• O que fazer:
1. Responda sobre o texto da acolhida humanitária a haitianos:
(a) Até que data o governo federal renovou a portaria?
(b) Quais órgãos recomendaram a renovação da medida por pelo menos mais um ano?
(c) Que fatos os defensores citaram como exemplos da instabilidade generalizada no Haiti?
2. Por favor, dê seguimento ao texto da acolhida humanitária a haitianos a partir do ponto em que ele termina.

• Texto para análise:

----------

No apagar das luzes de 2021, o governo federal renovou até 30 de abril de 2022 a portaria que prevê acolhimento humanitário para haitianos no Brasil. A normativa anterior vencia em 31 de dezembro e a medida que formaliza o novo prazo foi publicada no Diário Oficial da União do mesmo dia.
A normativa está em vigor desde 2018 e sua renovação era uma demanda tanto da sociedade civil organizada em torno da temática migratória quanto da comunidade haitiana.
Em meados de dezembro, a Defensoria Pública da União e o Ministério Público Federal já haviam recomendado ao governo brasileiro a renovação da medida por pelo menos mais um ano.
A prorrogação do prazo de vigência da acolhida humanitária, por um lado, foi comemorada pela sociedade civil. No entanto, chamou a atenção o prazo mais curto que o das portarias semelhantes anteriores, que ampliavam a vigência por pelo menos um ano.
“Isso é algo que deverá ser alvo de incidência da sociedade civil para questionar o porquê desse prazo ser tão curto. Não entendi qual foi o critério usado pelo governo”, apontou Adriano Pistorelo, advogado do Centro de Atendimento ao Migrante de Caxias do Sul (RS).
Consenso internacional
Na recomendação enviada ao governo federal, os defensores partiram dos princípios presentes na legislação migratória brasileira, que prevê a acolhida humanitária para pessoas procedentes de países em situação de grave ou iminente instabilidade institucional, de conflito armados, de calamidade de grande proporção, entre outros elementos. O Haiti, no caso, conta com alguns desses fatores ativos ao mesmo tempo.
Os defensores apontaram ainda a existência de um consenso internacional sobre a instabilidade generalizada no Haiti, como a disputa entre gangues, o assassinato do presidente Jovenel Moïse e um novo terremoto. E que essa situação precária justificaria a prorrogação da acolhida por pelo menos mais um ano — ao contrário do que ocorreu na prática.

----------

(Entradas de dados armazenados)
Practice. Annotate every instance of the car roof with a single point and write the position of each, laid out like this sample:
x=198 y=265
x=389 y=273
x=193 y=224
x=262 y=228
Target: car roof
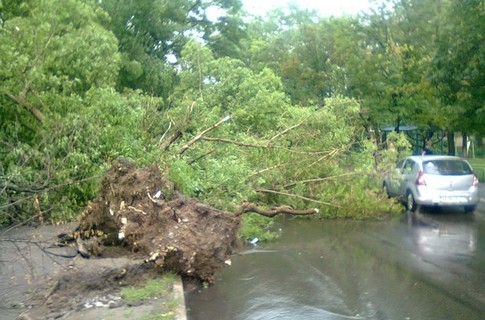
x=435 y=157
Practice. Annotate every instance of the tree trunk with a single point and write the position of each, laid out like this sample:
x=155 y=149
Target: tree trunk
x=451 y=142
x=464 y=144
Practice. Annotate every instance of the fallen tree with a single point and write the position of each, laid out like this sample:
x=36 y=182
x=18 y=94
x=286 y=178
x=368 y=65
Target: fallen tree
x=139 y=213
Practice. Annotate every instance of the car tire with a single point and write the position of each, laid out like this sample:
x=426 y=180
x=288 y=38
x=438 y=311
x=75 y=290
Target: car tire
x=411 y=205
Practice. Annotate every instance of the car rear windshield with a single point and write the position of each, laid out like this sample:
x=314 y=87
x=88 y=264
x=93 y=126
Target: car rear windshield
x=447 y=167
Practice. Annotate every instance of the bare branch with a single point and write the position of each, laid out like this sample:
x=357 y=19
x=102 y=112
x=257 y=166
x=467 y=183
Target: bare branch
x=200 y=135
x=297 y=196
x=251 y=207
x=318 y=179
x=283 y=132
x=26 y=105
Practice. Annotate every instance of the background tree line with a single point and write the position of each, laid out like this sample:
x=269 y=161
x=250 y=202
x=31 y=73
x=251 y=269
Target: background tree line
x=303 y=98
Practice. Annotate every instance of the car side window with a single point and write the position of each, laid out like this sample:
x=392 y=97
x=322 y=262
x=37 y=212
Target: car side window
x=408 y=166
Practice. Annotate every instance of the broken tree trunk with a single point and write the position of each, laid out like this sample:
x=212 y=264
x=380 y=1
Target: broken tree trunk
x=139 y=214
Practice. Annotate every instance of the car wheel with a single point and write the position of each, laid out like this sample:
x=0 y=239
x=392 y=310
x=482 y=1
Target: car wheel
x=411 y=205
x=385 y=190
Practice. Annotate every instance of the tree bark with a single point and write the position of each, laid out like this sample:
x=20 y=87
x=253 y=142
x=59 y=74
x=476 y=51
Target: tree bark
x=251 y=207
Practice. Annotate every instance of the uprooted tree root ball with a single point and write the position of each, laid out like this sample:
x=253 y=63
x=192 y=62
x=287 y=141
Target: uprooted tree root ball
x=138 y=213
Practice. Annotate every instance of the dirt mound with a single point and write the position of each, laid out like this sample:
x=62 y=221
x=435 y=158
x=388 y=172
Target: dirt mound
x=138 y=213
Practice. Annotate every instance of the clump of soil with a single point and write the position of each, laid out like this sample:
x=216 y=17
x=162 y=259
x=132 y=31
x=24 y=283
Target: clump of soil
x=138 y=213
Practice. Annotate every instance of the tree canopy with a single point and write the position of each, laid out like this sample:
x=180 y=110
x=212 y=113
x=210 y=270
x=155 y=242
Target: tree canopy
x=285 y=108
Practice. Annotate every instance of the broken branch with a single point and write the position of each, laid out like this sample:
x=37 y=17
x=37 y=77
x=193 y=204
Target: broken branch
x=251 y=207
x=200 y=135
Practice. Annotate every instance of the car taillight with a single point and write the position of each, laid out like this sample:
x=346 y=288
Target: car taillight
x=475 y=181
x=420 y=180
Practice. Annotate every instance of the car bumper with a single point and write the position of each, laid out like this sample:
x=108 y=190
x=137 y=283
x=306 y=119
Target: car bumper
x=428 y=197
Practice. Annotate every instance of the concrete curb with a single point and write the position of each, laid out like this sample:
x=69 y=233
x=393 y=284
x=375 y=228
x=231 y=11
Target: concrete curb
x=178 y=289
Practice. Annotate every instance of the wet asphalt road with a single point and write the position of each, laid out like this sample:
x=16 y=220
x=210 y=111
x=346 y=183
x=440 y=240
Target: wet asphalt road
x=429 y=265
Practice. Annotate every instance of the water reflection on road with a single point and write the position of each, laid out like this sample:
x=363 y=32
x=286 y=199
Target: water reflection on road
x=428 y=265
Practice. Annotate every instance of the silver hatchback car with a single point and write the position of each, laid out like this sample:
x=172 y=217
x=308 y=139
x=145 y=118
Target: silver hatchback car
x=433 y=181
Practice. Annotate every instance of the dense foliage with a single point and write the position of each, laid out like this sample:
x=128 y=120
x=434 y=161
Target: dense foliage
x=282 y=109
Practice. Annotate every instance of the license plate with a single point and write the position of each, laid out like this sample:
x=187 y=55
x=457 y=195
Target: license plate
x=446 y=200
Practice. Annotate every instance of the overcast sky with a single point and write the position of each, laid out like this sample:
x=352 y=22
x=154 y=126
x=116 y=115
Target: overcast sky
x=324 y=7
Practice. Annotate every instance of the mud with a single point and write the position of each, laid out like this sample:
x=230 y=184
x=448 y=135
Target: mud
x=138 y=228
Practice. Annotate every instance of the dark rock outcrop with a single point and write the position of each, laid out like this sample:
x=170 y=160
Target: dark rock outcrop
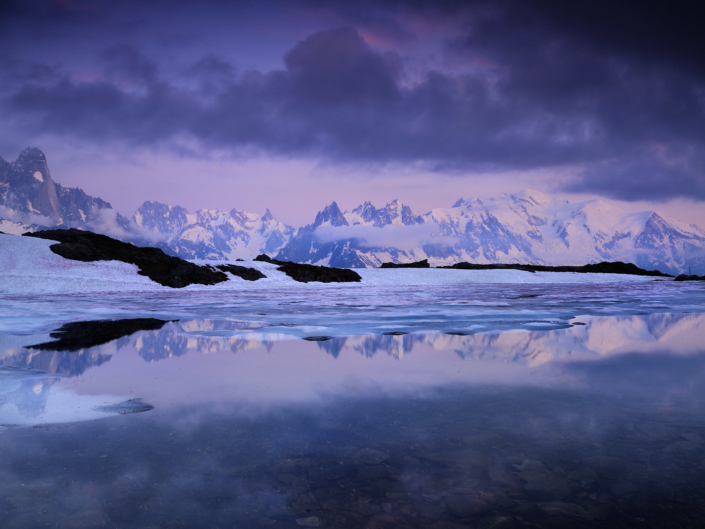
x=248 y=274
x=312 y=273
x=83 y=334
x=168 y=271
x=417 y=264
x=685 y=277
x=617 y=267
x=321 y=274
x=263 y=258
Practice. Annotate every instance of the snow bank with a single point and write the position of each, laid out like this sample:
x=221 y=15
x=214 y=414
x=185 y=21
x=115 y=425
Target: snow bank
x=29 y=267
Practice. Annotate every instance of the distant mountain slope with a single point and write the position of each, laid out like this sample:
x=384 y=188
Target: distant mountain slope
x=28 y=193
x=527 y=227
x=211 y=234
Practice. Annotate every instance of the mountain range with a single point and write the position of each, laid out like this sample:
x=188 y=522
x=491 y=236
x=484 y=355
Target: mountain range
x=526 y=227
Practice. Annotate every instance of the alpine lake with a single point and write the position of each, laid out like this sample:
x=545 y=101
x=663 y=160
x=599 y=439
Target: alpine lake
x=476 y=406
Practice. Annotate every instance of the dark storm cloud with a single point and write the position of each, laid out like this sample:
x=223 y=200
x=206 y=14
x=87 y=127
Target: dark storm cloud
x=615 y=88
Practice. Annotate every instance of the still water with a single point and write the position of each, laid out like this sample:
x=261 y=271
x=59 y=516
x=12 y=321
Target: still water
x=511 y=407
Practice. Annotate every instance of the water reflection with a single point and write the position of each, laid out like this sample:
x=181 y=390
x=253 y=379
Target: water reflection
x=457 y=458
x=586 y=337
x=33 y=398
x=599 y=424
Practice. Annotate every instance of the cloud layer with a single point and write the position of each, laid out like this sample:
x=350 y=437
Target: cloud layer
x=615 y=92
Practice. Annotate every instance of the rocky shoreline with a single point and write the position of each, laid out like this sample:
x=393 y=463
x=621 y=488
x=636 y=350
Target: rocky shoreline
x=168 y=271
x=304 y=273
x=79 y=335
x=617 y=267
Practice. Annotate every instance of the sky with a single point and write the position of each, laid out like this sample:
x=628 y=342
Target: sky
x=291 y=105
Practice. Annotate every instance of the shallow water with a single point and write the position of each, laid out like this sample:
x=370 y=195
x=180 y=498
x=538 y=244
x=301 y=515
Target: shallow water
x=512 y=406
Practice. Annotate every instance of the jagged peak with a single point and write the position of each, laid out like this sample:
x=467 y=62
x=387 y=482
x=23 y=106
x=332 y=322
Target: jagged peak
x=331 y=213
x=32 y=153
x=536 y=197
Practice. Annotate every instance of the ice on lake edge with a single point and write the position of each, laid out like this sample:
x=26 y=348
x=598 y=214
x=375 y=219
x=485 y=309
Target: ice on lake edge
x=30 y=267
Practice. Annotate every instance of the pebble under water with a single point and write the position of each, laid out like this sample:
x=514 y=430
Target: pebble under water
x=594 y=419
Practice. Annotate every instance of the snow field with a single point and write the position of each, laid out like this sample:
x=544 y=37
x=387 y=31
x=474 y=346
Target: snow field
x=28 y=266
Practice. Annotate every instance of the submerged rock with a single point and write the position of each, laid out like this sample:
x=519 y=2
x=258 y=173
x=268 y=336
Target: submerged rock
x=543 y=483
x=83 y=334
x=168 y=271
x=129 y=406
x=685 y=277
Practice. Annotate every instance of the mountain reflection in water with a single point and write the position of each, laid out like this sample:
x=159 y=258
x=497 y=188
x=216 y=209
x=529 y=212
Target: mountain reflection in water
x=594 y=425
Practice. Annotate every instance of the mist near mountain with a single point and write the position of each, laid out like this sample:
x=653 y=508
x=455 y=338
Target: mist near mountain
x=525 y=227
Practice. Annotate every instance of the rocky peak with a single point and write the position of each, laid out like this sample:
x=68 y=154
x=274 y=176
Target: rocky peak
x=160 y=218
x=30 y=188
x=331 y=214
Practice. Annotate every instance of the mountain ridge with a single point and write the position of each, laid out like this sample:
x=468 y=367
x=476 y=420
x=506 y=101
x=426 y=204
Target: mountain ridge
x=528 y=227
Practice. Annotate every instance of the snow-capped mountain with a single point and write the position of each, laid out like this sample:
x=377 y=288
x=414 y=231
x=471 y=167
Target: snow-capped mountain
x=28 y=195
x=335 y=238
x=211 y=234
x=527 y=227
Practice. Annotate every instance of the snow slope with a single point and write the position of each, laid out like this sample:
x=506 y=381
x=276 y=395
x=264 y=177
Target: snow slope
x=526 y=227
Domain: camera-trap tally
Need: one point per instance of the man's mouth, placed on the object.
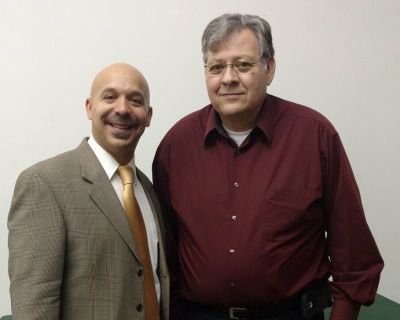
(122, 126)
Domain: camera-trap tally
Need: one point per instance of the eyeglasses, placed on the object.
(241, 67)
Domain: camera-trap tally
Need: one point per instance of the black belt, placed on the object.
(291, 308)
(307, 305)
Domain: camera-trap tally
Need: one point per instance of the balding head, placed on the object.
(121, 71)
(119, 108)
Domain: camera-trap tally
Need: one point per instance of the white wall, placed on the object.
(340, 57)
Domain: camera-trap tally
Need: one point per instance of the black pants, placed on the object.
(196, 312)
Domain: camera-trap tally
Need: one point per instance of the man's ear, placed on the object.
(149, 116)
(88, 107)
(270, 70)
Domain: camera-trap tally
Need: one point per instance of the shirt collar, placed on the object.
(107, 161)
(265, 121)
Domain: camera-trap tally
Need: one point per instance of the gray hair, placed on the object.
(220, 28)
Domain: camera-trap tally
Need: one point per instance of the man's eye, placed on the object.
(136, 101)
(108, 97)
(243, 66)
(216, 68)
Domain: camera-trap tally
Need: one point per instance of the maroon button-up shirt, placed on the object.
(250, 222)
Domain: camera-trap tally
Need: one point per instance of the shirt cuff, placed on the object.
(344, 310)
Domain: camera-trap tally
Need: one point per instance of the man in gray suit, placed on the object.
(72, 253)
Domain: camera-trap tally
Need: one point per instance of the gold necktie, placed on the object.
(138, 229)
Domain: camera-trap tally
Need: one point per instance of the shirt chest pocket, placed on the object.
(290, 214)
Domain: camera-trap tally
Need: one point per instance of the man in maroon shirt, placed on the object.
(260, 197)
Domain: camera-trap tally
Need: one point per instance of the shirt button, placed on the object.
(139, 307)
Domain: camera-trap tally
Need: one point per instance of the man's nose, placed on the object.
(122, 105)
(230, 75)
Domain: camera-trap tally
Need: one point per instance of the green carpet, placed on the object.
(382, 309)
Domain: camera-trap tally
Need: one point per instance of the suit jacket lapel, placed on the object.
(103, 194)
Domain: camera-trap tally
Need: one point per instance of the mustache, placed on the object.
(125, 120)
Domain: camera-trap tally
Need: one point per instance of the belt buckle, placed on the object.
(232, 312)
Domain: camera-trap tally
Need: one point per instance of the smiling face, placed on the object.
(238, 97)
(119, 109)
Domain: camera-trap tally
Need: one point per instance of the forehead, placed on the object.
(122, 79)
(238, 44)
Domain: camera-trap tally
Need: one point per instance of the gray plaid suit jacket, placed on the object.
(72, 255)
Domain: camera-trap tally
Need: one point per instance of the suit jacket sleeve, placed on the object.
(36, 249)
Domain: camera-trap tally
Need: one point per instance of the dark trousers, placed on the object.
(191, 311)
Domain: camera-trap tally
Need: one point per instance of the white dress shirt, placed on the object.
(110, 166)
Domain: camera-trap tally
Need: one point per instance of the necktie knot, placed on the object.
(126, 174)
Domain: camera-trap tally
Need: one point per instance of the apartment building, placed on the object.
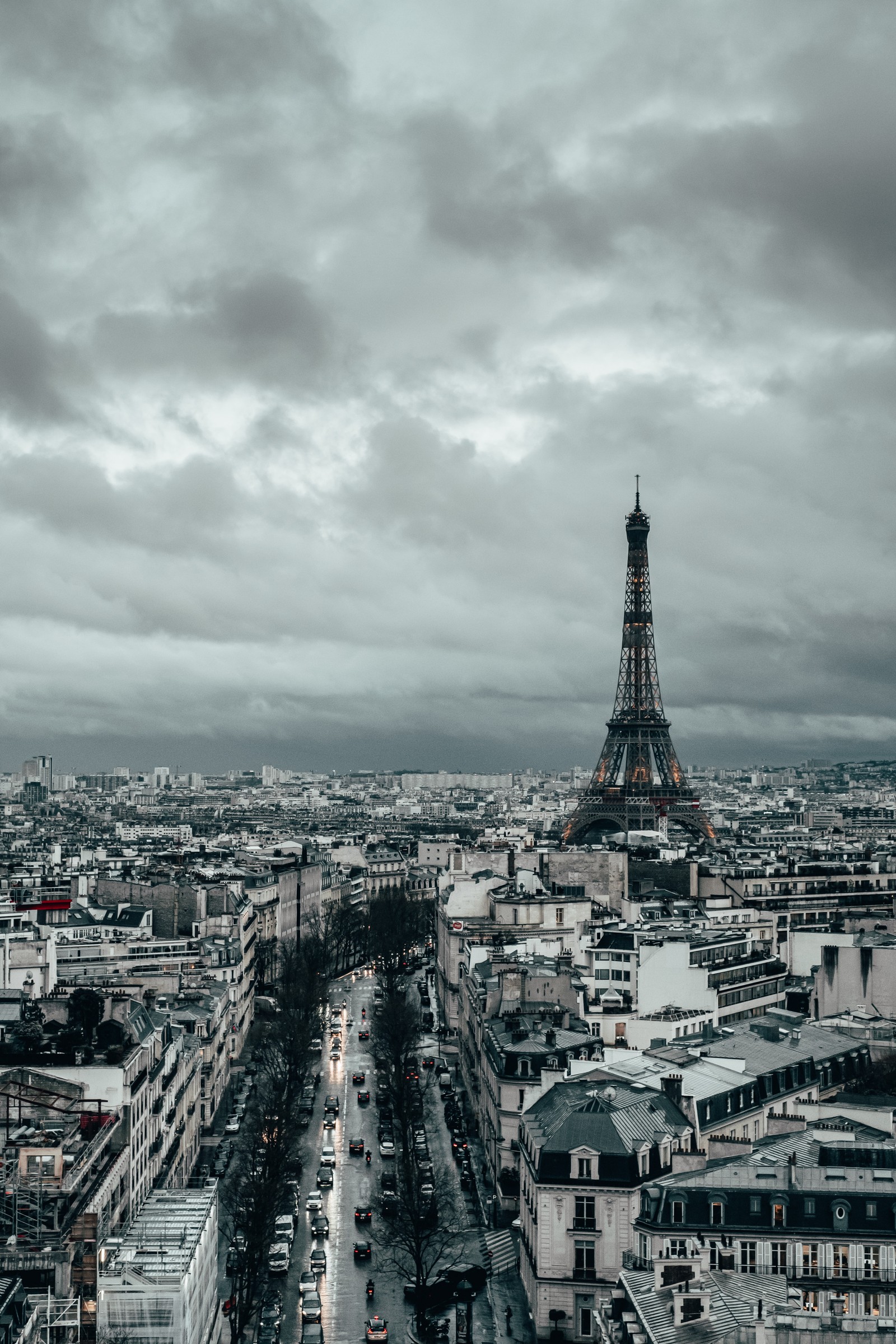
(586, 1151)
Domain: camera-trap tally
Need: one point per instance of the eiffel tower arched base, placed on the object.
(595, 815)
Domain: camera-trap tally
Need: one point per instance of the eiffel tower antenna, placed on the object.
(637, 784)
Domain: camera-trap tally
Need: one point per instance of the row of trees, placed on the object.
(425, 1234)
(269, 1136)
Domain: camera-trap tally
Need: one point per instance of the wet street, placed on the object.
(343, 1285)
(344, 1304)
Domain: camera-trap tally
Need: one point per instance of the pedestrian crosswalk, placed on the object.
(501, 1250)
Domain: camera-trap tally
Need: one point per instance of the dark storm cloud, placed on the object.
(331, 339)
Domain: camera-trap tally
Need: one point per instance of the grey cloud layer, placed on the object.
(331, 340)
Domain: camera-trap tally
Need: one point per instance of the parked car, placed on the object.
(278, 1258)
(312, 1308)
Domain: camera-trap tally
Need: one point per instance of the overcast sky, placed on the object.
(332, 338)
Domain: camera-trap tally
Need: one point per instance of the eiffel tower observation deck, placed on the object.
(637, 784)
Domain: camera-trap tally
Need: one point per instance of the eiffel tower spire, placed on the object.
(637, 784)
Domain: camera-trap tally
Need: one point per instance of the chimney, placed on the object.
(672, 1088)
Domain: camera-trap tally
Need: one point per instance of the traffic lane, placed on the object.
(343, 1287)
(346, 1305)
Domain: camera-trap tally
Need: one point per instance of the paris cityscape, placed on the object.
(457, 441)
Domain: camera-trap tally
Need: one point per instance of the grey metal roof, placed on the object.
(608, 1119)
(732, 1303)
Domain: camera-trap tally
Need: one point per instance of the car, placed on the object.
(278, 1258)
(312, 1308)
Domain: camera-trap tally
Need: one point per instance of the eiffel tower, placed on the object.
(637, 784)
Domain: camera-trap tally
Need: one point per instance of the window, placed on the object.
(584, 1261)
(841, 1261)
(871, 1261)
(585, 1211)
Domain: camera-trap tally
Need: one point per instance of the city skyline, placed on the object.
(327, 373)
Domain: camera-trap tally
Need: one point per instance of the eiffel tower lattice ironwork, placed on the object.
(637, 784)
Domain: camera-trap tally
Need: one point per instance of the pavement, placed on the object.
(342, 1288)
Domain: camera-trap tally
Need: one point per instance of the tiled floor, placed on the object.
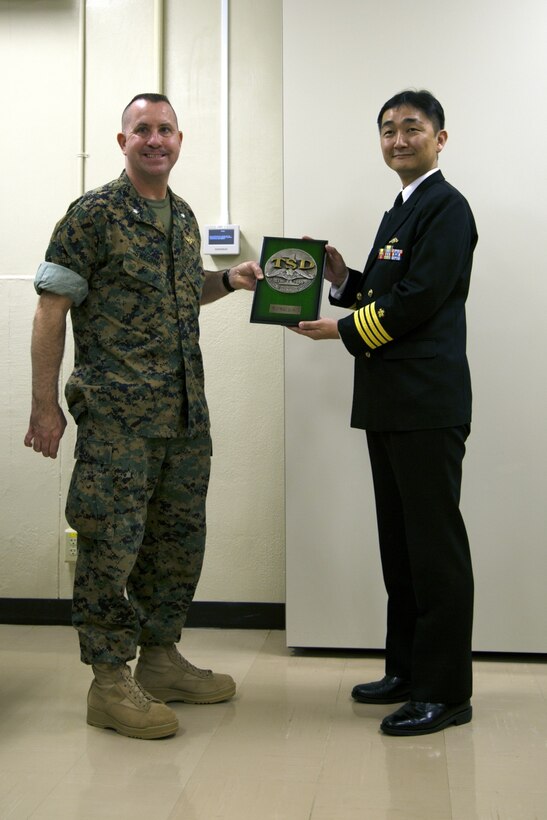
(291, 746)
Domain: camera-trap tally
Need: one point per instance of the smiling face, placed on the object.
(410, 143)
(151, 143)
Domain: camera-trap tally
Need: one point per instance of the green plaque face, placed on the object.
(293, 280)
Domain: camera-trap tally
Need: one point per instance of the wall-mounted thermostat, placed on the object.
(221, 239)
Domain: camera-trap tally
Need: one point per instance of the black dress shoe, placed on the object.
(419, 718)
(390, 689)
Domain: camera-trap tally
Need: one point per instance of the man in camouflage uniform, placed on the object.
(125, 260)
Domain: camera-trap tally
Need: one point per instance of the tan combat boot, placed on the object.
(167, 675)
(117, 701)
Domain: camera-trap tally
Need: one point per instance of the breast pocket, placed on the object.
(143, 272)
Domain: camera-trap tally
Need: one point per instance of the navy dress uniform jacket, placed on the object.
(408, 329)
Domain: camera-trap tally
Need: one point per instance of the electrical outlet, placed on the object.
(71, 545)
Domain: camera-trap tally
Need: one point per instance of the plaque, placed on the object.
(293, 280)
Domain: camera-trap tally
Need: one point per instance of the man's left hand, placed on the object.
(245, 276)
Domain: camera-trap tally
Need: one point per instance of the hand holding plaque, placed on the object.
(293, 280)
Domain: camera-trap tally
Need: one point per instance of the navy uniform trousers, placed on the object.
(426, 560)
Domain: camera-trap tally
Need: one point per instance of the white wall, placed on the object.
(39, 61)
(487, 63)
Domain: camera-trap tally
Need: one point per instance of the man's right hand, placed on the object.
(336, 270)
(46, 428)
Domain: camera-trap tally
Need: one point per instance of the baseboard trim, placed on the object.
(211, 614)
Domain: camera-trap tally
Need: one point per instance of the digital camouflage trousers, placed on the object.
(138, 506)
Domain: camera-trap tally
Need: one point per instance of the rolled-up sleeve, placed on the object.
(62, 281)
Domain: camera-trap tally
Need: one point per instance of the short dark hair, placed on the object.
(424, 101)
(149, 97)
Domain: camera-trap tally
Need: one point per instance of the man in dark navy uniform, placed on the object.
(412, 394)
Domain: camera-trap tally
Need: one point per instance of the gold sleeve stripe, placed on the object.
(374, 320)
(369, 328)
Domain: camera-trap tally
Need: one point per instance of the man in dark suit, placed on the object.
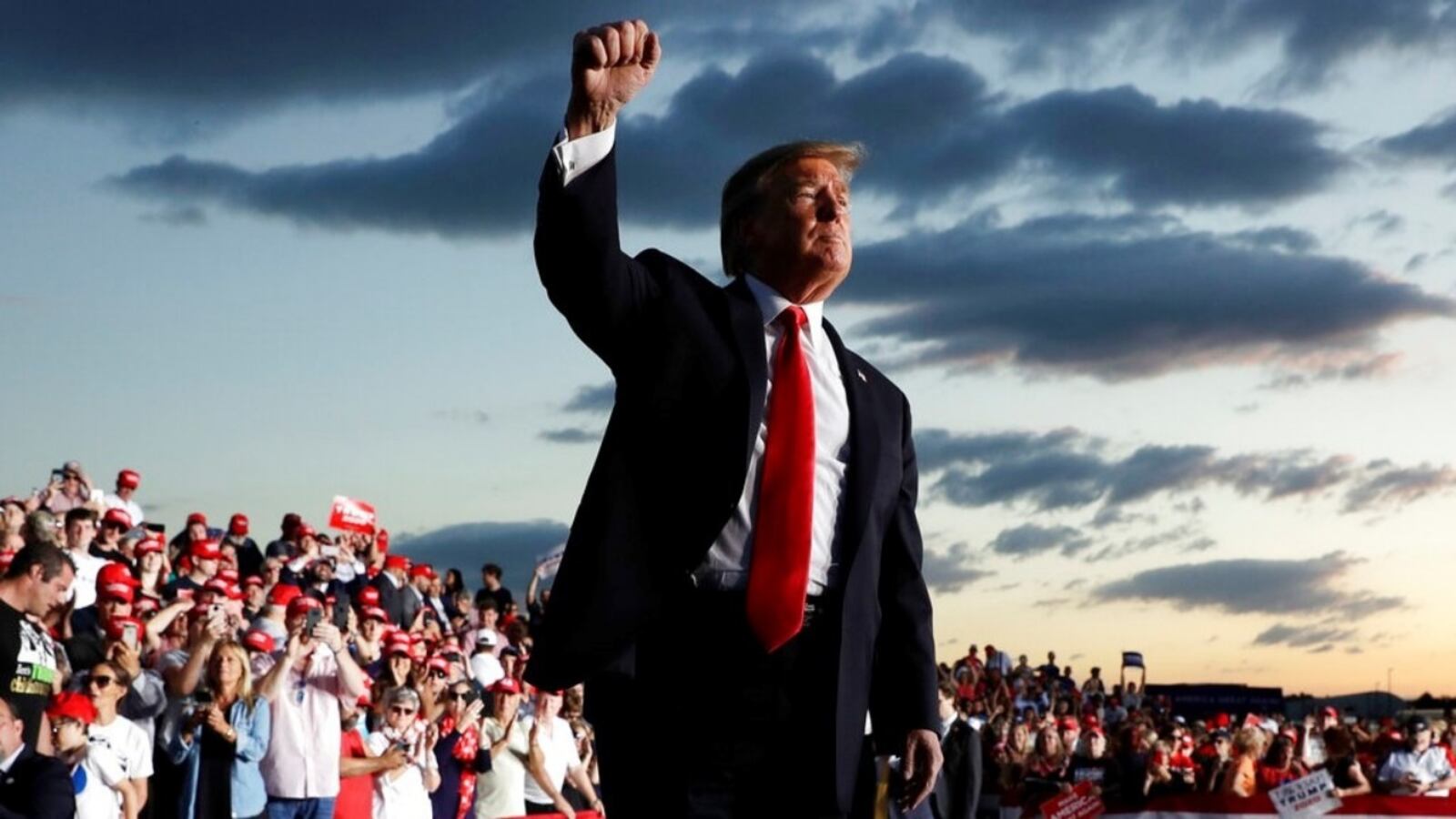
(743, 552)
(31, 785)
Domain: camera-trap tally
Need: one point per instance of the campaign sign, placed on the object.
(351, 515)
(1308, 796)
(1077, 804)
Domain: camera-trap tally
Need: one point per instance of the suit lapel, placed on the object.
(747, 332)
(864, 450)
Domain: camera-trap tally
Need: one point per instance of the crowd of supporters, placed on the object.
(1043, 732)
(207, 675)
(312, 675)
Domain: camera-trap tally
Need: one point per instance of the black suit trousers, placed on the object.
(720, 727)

----------

• Exercícios resolvidos:
1.
(a) Até 30 de abril de 2022.
(b) A Defensoria Pública da União e o Ministério Público Federal.
(c) A disputa entre gangues, o assassinato do presidente Jovenel Moïse e um novo terremoto.

2.
Caso a portaria não fosse renovada, os defensores públicos afirmaram que isso pioraria um cenário que já se agravou nos últimos dois anos, com as portarias que restringiram o acesso ao país de pessoas que chegam do exterior em razão da pandemia de Covid.
Haitianos no Brasil
Ao lado dos venezuelanos, os haitianos protagonizaram os principais fluxos migratórios em direção ao Brasil ao longo dos últimos anos.
Dados do Observatório de Migrações Internacionais (OBMigra) indicam que, entre 2010 e 2015, cerca de 70 mil haitianos vieram para o Brasil. O país, que por 13 anos chefiou a missão das Nações Unidas criada para atuar no Haiti, se tornou uma espécie de referência e uma opção para haitianos que buscavam melhores condições de vida – especialmente após o terremoto de janeiro de 2010.
A chegada dos haitianos se dava por via aérea, mas sobretudo por uma rota que passava por outros países da América Central e do Sul antes do ingresso no território brasileiro, por meio da tríplice fronteira do Estado do Acre com Peru e Bolívia.
A tentativa de gerenciar esse fluxo levou à criação do visto humanitário, em 2012, mais tarde incorporado à Lei de Migração, que substituiu o Estatuto do Estrangeiro e entrou em vigor no final de 2017. Em abril de 2018 foi publicada a Portaria Interministerial Nº 10, sobre a concessão de visto temporário e de autorização de residência para fins de acolhida humanitária para cidadãos haitianos e apátridas residentes no Haiti – que é justamente o que a DPU pede a renovação.
Por outro lado, o cenário de estagnação econômica no Brasil, agravado pela pandemia de Covid-19, levou parte dos haitianos que chegaram ao Brasil a migrar novamente para outros países do continente, inclusive para os Estados Unidos.